Exercise objective -
Answer these questions from the news excerpt on the IMF and regional crisis funding.
1. How much does the IMF have at hand for emergency loans?
2. Whom did the prime minister's special envoys meet in Seoul?
3. Over what period will the three countries aim to expand the "Chiang Mai Initiative"?
Start of Passage provided
The government on November 6 decided to propose expanding the
International Monetary Fund's capital replenishment at the financial
summit to be held in Washington on the 15th. It is looking into a
plan for countries like Japan and China to lend portions of their
rich foreign currency reserves to the IMF.

The aim is to halt the cascade of the financial turmoil by
strengthening an assistance framework in readiness for a possible
need for a large sum of funds in the event of emerging countries,
small and medium-sized countries, for instance, finding it necessary
to inject public funds into financial institutions.

The IMF has 200 billion dollars (approximately 20 trillion yen) at
hand for emergency loans. However, since it has already received
loan requests from many European countries, it could run short of
funds. For this reason, Prime Minister Aso will appeal on the need
to secure ample funds for the IMF as a safety net to prevent
countries from going bankrupt.

11) Japan, China, South Korea to confer on expansion of fund
interchanging framework

ASAHI (Page 12) (Full)
November 7, 2008

Former Vice Finance Minister for International Financial Affair
Toyoo Gyoten and former Vice Finance Minister Yoshiji Nogami, who
visited South Korea on November 6 as special envoys of Prime
Minister Aso met with Strategy and Finance Minister Kang Man Soo in
Seoul and agreed to deepen cooperation among Japan, China and South
Korea in dealing with a financial crisis. The three countries will
aim to expand the "Chiang Mai Initiative," an agreement under which
they reciprocally supply funds in advance in readiness for a
currency crisis, over the next three months.
End of Passage provided
Start of Provided records
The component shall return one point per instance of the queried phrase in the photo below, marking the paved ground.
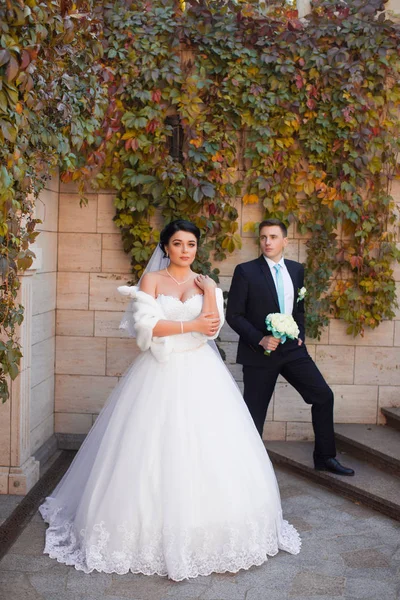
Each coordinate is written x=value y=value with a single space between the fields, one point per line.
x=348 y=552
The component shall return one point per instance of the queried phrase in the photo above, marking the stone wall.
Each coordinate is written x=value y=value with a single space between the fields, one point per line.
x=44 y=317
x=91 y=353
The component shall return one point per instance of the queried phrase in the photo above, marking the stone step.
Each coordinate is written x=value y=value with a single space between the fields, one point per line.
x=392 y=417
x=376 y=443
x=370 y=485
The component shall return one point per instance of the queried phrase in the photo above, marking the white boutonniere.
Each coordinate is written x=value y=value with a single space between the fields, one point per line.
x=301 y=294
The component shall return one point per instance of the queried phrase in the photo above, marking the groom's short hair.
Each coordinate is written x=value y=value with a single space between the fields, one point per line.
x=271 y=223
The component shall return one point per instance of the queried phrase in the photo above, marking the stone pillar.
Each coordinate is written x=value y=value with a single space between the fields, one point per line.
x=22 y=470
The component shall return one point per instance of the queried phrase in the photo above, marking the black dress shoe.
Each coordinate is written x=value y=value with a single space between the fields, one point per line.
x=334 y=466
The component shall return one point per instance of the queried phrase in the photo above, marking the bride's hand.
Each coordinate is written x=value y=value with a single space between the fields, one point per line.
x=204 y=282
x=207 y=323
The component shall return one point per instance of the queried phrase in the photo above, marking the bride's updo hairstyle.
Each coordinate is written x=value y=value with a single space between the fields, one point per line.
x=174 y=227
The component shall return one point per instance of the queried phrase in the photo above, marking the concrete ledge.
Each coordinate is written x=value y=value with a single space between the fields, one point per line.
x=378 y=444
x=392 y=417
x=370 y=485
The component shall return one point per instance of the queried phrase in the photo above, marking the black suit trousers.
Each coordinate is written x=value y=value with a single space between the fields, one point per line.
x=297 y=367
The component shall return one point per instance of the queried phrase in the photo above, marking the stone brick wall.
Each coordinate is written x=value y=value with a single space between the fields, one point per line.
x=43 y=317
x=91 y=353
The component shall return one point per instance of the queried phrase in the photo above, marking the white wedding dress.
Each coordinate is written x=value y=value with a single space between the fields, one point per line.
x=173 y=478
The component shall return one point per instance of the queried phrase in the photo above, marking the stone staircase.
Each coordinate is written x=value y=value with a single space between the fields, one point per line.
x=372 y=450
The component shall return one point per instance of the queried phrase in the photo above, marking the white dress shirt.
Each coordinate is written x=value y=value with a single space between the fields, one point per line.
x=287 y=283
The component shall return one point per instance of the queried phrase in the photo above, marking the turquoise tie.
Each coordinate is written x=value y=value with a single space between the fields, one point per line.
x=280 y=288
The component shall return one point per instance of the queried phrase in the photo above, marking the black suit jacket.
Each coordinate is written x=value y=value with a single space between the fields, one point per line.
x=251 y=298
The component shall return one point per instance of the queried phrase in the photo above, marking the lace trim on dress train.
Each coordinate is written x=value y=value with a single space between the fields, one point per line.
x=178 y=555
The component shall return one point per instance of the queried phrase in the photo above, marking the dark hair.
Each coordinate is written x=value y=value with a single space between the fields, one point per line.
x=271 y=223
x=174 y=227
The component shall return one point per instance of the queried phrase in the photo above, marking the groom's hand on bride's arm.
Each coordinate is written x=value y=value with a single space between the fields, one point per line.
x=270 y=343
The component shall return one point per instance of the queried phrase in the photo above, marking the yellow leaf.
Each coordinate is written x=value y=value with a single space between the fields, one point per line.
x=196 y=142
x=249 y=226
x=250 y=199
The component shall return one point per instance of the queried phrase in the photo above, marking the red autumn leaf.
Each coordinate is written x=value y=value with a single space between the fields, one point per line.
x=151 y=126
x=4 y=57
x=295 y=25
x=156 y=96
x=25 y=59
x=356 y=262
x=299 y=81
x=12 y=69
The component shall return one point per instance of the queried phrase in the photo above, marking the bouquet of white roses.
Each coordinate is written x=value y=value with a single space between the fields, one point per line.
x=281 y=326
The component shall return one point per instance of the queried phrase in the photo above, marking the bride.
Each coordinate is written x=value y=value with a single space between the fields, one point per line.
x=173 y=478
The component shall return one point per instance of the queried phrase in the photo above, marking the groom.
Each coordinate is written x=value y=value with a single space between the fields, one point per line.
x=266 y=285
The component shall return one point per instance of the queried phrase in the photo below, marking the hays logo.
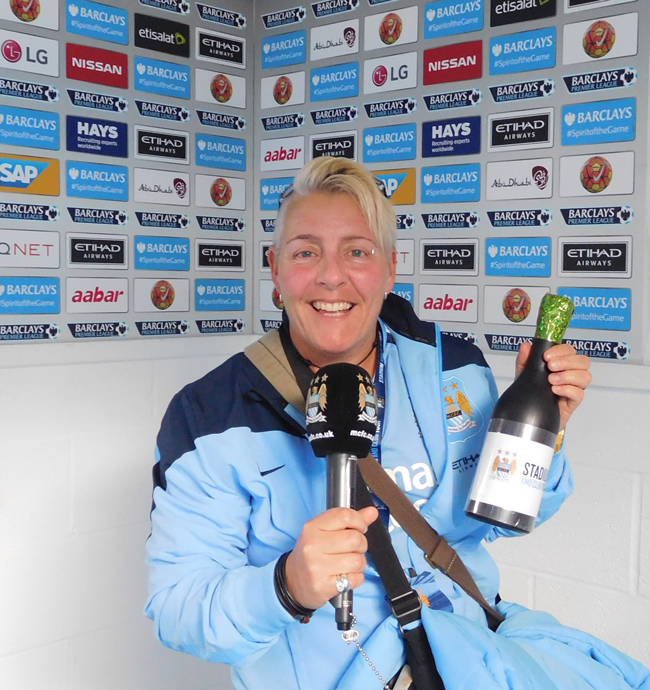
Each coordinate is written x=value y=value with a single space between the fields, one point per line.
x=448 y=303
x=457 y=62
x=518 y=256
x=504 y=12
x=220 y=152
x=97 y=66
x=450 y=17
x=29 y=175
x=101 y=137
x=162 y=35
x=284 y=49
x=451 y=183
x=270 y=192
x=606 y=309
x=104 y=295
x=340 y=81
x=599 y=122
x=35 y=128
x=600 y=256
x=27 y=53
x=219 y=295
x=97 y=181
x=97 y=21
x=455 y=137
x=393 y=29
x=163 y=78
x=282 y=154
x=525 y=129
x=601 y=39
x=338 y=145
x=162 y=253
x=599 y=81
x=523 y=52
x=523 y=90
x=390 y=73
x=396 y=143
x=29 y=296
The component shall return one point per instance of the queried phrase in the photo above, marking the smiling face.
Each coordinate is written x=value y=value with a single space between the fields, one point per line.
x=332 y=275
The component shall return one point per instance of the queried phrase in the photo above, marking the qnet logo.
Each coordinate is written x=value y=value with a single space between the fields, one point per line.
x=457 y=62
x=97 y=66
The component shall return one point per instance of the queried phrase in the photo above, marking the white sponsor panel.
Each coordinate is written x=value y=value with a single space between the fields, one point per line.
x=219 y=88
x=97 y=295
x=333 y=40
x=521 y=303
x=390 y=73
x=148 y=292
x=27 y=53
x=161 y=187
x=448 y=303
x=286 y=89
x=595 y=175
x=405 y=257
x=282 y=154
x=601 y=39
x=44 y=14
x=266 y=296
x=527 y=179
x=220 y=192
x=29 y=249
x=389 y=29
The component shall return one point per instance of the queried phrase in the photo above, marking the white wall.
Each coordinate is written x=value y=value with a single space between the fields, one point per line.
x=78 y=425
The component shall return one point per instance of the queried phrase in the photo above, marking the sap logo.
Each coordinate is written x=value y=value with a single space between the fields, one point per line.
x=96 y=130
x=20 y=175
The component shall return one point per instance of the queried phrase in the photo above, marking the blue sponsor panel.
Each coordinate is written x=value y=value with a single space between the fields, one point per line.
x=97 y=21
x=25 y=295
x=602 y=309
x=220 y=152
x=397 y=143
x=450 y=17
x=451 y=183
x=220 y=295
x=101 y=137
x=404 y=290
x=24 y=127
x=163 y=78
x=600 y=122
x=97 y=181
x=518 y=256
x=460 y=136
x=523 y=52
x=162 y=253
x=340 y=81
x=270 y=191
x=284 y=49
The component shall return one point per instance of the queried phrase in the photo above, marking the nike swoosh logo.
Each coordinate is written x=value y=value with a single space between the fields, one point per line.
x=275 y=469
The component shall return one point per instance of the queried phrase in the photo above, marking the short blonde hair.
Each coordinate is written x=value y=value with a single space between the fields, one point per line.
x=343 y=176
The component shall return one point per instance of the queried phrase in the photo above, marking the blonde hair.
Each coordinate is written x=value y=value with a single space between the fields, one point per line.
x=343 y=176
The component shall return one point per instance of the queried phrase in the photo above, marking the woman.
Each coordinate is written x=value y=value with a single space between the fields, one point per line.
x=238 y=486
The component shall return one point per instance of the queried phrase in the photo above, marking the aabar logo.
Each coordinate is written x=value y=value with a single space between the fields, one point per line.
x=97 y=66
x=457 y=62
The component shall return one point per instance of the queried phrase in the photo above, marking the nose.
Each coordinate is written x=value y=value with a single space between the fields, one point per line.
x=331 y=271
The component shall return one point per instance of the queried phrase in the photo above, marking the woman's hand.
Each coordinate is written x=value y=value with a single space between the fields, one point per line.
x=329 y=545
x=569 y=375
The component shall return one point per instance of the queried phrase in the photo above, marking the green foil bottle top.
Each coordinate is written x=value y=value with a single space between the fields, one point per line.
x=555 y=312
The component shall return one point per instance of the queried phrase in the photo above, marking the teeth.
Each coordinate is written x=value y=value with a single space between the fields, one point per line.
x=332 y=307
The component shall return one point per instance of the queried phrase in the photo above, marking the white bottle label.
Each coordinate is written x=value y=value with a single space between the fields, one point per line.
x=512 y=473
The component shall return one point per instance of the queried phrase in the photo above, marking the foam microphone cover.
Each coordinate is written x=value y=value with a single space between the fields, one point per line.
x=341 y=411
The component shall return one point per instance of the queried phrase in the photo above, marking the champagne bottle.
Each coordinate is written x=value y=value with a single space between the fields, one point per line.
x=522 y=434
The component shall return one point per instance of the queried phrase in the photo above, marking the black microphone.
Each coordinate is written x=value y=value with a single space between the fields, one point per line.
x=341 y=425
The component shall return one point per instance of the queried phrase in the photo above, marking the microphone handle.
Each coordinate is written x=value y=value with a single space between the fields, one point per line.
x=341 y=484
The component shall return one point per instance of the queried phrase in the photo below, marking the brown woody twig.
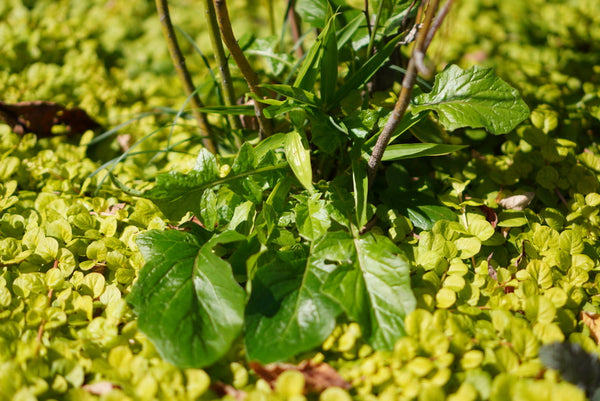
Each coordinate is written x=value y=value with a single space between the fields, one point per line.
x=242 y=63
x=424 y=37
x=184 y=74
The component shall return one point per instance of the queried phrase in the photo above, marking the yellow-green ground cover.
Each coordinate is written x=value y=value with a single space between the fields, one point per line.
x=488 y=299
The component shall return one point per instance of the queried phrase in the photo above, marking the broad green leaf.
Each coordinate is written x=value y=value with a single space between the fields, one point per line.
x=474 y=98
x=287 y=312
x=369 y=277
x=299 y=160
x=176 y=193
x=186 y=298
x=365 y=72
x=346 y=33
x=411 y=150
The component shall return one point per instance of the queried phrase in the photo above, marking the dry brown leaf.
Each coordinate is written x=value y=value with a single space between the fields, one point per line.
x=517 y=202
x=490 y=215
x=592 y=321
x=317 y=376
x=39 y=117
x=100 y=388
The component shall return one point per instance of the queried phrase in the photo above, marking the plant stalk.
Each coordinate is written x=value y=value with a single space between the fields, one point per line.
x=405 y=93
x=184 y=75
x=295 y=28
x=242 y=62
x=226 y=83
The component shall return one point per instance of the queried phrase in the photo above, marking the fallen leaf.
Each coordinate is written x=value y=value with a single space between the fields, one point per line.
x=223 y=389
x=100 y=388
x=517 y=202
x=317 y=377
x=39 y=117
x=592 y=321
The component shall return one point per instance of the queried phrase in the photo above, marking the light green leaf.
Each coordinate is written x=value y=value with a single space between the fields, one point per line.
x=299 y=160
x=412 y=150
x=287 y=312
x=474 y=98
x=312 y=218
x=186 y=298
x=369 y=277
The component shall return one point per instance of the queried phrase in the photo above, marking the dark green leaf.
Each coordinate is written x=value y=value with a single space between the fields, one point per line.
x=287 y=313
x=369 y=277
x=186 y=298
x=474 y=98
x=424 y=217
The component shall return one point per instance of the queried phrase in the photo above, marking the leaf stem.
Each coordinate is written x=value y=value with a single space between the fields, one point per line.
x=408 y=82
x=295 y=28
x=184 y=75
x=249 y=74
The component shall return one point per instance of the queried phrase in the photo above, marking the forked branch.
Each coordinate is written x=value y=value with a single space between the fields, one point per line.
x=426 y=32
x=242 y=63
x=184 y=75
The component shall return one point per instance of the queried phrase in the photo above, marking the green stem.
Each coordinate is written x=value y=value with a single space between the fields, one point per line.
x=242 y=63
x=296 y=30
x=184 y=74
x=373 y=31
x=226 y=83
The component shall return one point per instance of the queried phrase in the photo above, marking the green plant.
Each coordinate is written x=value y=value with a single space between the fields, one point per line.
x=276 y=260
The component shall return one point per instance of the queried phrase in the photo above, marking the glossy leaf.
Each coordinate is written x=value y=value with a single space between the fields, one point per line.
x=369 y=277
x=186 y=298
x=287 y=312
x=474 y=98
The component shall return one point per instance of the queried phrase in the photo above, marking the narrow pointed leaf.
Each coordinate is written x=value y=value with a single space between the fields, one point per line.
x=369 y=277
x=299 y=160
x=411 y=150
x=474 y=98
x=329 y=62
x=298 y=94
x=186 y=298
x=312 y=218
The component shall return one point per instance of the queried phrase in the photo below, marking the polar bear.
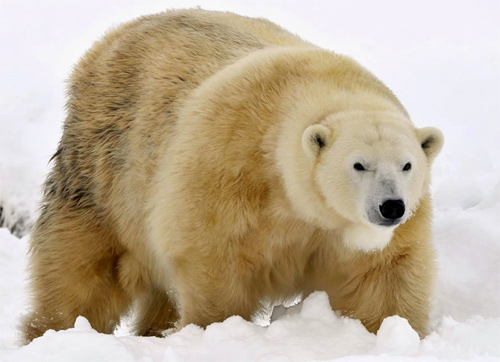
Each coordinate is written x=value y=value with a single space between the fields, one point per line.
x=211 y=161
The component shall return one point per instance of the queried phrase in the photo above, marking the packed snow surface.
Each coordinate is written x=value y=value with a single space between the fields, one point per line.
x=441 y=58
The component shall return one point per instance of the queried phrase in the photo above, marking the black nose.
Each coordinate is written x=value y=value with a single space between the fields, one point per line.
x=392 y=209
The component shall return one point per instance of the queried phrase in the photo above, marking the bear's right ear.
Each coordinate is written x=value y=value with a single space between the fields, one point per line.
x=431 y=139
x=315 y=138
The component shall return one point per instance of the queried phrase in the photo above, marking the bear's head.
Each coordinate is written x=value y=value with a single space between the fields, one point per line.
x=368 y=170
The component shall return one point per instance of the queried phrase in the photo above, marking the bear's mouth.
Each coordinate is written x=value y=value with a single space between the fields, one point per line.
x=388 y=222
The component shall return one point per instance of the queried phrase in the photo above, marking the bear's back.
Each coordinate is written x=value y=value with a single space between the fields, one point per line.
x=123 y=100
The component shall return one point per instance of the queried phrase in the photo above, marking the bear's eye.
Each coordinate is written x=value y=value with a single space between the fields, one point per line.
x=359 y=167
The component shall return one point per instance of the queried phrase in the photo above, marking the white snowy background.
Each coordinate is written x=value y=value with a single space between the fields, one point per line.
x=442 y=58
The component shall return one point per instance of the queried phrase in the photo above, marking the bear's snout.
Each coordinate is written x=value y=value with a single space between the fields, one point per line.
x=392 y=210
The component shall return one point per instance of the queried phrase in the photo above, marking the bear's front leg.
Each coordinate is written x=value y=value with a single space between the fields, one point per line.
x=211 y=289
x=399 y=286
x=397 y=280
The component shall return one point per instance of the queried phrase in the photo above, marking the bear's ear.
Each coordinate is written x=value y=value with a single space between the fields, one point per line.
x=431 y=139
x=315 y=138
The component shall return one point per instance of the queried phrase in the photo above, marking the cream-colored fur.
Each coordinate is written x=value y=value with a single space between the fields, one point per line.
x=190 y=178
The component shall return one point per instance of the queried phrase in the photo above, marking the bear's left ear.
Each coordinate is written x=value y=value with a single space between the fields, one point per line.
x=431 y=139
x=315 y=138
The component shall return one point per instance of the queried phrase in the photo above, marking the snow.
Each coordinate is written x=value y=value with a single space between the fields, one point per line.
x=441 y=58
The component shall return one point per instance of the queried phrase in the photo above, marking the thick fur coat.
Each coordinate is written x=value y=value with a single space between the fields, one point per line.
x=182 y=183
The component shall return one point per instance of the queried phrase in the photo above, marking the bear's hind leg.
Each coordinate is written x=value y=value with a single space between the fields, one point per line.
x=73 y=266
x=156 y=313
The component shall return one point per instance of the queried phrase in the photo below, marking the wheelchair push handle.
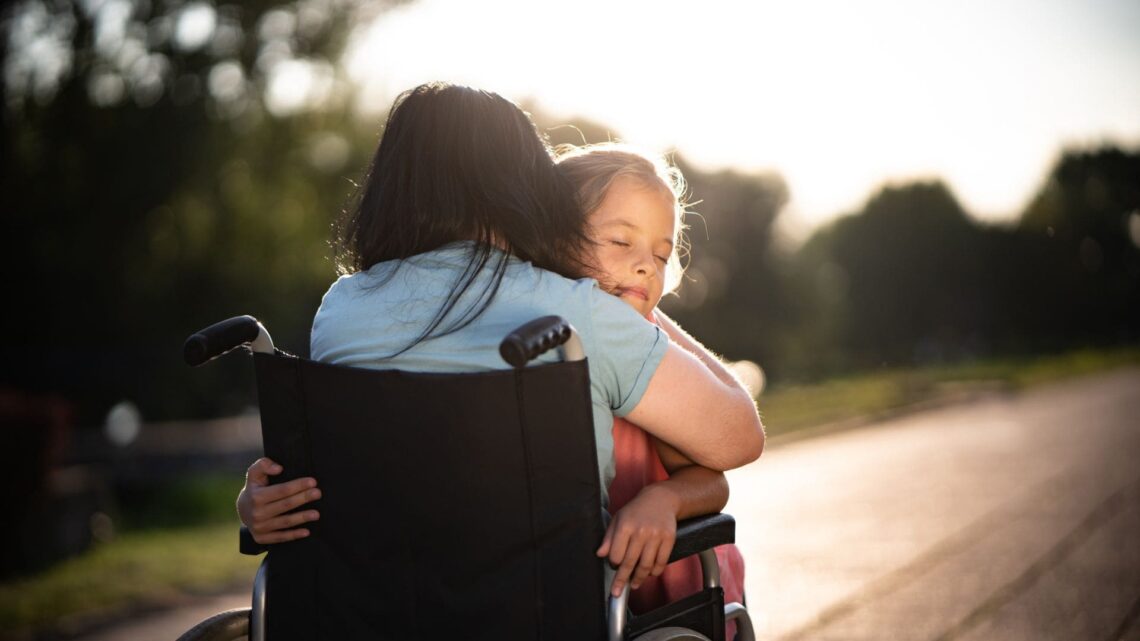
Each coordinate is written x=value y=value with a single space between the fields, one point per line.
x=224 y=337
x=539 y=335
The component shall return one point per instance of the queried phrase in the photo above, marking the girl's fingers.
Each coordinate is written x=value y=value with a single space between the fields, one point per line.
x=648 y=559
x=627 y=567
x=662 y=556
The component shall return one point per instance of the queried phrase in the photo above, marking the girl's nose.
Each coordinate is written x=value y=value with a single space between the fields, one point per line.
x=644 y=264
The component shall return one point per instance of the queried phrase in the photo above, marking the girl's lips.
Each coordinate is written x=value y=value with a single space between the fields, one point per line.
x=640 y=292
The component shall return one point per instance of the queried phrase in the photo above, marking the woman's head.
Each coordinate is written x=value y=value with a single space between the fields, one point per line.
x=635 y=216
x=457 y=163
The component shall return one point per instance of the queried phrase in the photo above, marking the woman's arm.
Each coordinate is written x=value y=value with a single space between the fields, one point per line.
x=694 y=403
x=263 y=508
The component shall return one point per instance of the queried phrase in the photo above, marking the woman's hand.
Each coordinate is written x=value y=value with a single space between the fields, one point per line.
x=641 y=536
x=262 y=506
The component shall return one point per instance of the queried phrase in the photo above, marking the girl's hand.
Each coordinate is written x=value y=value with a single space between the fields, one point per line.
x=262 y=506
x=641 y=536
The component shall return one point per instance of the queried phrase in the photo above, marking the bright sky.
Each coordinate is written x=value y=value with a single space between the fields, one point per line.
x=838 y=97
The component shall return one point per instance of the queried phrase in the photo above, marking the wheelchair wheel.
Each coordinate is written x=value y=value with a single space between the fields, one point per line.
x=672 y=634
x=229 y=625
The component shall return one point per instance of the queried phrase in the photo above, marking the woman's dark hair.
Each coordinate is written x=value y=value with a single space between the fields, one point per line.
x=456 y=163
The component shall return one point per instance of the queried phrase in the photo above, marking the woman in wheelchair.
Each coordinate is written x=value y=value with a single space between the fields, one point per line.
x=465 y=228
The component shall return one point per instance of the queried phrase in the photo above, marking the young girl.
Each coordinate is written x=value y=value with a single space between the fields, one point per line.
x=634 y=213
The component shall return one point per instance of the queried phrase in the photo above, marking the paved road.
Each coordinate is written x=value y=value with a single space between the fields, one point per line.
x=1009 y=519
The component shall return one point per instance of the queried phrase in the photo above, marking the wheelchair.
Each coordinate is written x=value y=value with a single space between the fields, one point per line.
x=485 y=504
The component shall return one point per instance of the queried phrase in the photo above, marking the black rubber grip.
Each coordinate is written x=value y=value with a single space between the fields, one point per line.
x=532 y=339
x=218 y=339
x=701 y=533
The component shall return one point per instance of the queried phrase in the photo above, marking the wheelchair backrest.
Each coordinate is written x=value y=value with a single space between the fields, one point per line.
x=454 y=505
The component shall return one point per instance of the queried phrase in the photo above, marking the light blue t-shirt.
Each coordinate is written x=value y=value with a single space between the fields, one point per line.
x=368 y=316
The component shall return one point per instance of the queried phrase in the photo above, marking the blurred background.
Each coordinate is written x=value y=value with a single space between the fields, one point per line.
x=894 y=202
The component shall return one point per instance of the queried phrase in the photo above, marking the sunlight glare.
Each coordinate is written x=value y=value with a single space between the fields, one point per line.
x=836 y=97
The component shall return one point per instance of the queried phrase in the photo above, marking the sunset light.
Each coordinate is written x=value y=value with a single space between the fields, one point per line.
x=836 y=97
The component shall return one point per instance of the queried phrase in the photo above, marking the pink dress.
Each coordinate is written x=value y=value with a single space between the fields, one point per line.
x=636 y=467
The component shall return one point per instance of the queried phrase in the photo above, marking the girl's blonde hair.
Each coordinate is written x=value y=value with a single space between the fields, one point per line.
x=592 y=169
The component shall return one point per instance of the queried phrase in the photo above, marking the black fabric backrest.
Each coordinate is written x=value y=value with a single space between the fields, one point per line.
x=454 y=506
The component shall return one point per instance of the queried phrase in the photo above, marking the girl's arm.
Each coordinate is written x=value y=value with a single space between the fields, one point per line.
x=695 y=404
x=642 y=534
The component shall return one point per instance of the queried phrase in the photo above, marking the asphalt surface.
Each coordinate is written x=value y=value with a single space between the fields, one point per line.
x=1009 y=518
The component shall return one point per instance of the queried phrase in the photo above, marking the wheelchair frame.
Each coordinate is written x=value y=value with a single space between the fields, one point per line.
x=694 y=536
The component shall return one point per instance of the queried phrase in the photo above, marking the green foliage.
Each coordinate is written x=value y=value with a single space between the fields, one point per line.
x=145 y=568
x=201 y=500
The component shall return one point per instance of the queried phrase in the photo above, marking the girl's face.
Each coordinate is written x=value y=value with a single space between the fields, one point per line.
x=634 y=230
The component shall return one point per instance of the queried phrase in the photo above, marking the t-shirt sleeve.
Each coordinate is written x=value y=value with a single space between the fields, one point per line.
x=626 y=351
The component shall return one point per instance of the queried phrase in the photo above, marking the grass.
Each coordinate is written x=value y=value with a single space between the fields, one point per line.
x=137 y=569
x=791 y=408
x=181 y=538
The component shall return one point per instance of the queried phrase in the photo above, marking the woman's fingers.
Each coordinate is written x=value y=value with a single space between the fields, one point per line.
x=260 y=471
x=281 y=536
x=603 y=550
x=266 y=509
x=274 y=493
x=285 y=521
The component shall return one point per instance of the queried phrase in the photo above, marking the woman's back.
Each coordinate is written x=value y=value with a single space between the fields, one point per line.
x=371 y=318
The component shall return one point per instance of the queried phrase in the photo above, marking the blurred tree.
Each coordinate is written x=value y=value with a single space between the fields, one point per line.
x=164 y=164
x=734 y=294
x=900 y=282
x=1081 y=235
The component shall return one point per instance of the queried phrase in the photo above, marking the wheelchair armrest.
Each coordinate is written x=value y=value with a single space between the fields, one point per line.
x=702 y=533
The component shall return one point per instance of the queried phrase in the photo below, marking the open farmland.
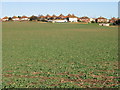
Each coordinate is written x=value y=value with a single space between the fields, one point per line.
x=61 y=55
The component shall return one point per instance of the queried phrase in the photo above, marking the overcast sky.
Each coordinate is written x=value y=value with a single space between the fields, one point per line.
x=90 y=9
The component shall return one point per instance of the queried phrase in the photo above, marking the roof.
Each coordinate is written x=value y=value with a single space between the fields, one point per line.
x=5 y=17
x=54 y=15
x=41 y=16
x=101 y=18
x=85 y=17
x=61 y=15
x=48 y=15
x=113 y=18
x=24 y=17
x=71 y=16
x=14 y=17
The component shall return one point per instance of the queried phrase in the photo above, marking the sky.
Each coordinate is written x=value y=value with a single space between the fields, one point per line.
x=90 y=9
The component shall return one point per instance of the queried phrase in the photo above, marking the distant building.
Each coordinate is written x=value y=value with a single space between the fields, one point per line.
End of Provided records
Written solution -
1. 200 billion dollars (approximately 20 trillion yen).
2. Strategy and Finance Minister Kang Man Soo.
3. Over the next three months.